-- DATASET EXCERPTS follows --

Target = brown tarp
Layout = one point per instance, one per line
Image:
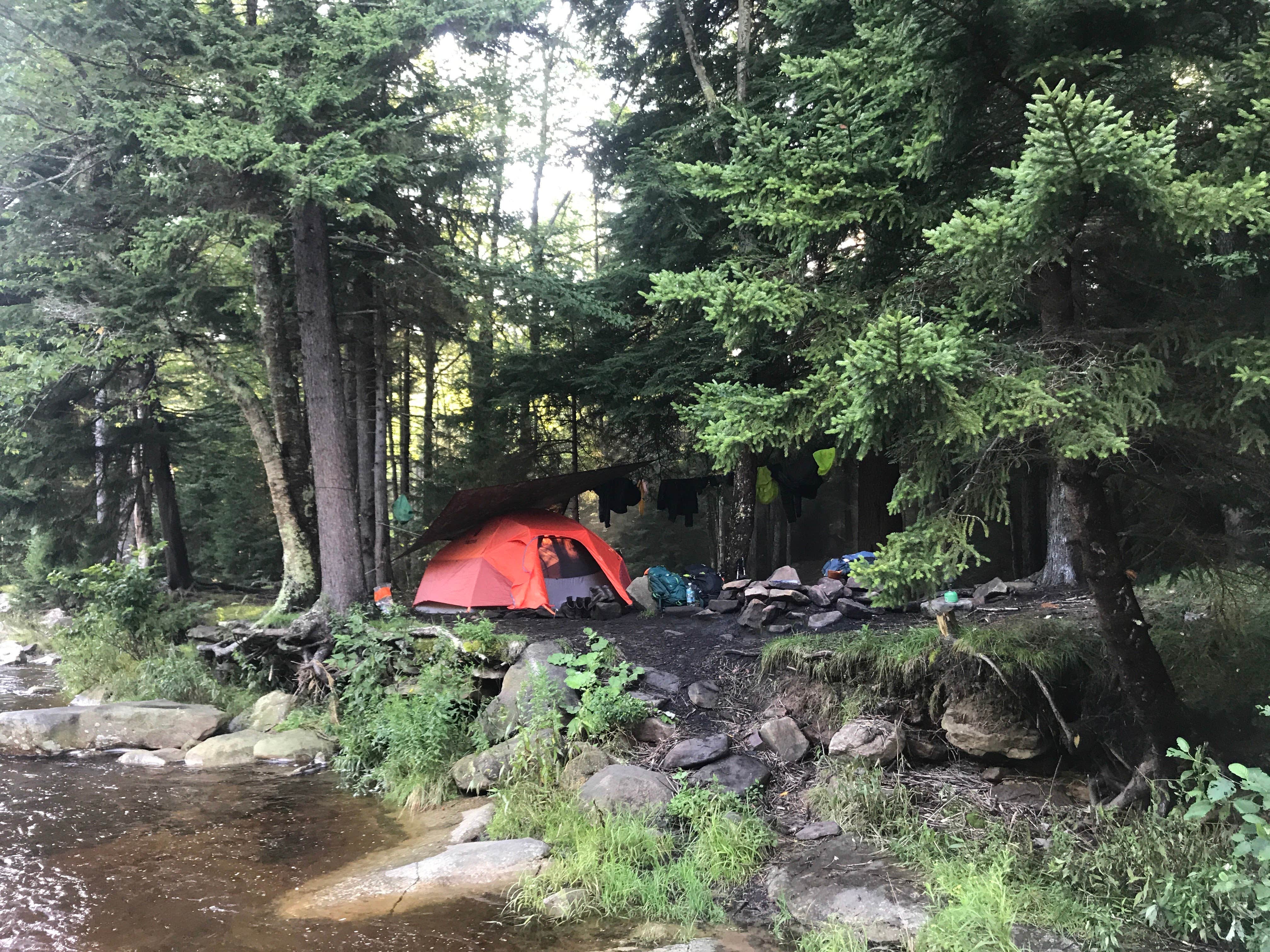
(470, 508)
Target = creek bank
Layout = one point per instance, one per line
(427, 870)
(138, 724)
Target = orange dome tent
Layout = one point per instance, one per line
(528, 559)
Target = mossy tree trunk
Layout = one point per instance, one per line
(335, 479)
(1135, 659)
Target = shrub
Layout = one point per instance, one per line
(1164, 871)
(124, 606)
(605, 706)
(124, 637)
(178, 675)
(399, 745)
(628, 866)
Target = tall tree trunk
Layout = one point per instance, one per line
(741, 529)
(364, 434)
(430, 399)
(690, 45)
(280, 347)
(176, 555)
(1061, 530)
(300, 581)
(143, 507)
(335, 482)
(1126, 634)
(100, 402)
(404, 413)
(380, 487)
(1052, 285)
(745, 33)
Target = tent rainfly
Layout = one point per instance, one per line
(529, 559)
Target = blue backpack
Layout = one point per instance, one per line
(668, 588)
(845, 563)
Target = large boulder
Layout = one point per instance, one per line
(642, 593)
(135, 724)
(787, 573)
(704, 694)
(783, 735)
(495, 864)
(983, 725)
(831, 589)
(225, 751)
(473, 824)
(478, 772)
(628, 787)
(868, 739)
(418, 874)
(585, 765)
(661, 681)
(695, 752)
(518, 694)
(14, 653)
(299, 747)
(266, 714)
(737, 774)
(497, 722)
(848, 880)
(653, 730)
(92, 697)
(752, 617)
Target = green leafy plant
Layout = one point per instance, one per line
(605, 704)
(630, 865)
(1240, 807)
(399, 730)
(124, 605)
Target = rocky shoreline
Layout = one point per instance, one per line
(710, 722)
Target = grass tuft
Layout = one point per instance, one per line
(1128, 873)
(632, 866)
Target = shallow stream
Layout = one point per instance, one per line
(110, 858)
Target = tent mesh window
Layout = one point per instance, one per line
(568, 569)
(566, 559)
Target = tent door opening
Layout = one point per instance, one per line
(568, 569)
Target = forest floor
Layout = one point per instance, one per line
(1036, 794)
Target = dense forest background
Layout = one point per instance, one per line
(270, 268)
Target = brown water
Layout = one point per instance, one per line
(110, 858)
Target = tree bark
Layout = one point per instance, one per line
(143, 506)
(100, 403)
(335, 484)
(300, 582)
(745, 35)
(380, 487)
(404, 413)
(741, 529)
(430, 399)
(364, 436)
(279, 346)
(690, 44)
(1052, 285)
(1126, 634)
(1060, 531)
(176, 555)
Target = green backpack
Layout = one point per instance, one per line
(668, 588)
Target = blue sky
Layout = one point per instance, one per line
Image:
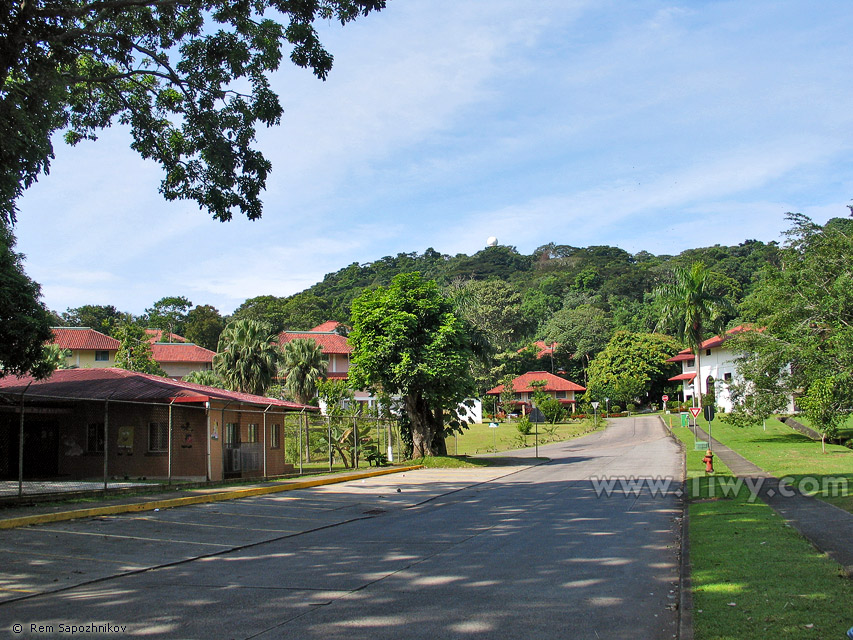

-- DATASET EXCERPTS concluded --

WORK INSTRUCTIONS: Looking at the entries above, can you reproduce exactly the lines from the one that holds "Target = green leafy plant" through the one that holds "Target = tent mesh window", and only those?

SOLUTION:
Target = green leafy plant
Layout = one point per instance, one per line
(605, 704)
(630, 865)
(1240, 807)
(399, 730)
(124, 605)
Target = rocky shoreline
Layout = one point per instance, one per line
(710, 722)
Target = grass tuft
Layout = one point per instance, one per line
(1128, 873)
(632, 866)
Target = shallow stream
Layout = one point per instance, one per line
(110, 858)
Target = tent mesh window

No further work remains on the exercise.